» **Texto apresentado**
· · · · ·

“A RESILIÊNCIA E A CAPACIDADE DE ADAPTAÇÃO SÃO PALAVRAS-CHAVE PARA PROFISSIONAIS COM CARREIRAS INTERNACIONAIS”

Rita Vilas-Boas acaba de terminar mais uma etapa profissional, desta vez no mercado angolano. Encara a sua saída com orgulho por, em conjunto com a sua equipa, ter obtido excelentes resultados nas ações de campanha do Grupo Castel.
Os novos desafios passam por adquirir mais competências em tecnologia e na transformação digital. E, Rita Vilas-Boas afirma que é fora da zona de conforto que se encontram as maiores oportunidades de crescimento.

ATUALMENTE É RESPONSÁVEL PELO MARKETING ESTRATÉGICO DO GRUPO CASTEL, UM DOS PRINCIPAIS GRUPOS DE BEBIDAS DO CONTINENTE AFRICANO. DE QUE FORMA ABRAÇOU ESTE PROJETO?

Acabo justamente de concluir este ciclo da minha vida. As categorias de cervejas, refrigerantes e bebidas sempre me fascinaram pela emoção que comportam, pela proximidade e capacidade que temos de impactar os consumidores. São áreas em que a comunicação se faz muito de emoções, e isso agrada-me. Por isso tem sido uma área importante na minha carreira.

É fantástico ter tido a oportunidade de trabalhar num dos maiores grupos mundiais do setor, especificamente o terceiro produtor mundial de vinhos e o segundo player de cervejas em África.

· · · · ·

No texto apresentado, que posição ocupa o Grupo Castel entre os produtores mundiais de vinhos?

» **Material recolhido**
· · · · ·

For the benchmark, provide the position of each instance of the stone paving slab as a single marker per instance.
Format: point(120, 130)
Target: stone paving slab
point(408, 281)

· · · · ·

» **Resultado da tarefa**
É o terceiro produtor mundial de vinhos.